* _Exercise brief_
Work through the entries that follow and state how many lines contain the word "pick". Only the number is wanted.

[Dataset records]
....
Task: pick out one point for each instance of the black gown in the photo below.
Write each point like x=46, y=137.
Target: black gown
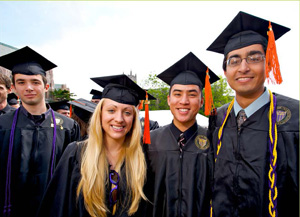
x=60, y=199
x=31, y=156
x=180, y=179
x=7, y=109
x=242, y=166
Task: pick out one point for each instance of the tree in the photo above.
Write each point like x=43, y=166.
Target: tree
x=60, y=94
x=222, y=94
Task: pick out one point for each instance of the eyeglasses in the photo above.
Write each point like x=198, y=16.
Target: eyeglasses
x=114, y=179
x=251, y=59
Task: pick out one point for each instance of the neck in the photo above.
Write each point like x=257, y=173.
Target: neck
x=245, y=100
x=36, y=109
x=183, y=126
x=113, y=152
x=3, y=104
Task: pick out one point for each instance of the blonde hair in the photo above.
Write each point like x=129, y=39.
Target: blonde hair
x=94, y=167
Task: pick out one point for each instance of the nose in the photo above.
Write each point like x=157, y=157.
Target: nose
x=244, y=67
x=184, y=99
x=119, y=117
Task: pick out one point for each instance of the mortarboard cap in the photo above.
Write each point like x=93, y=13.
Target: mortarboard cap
....
* _Written response_
7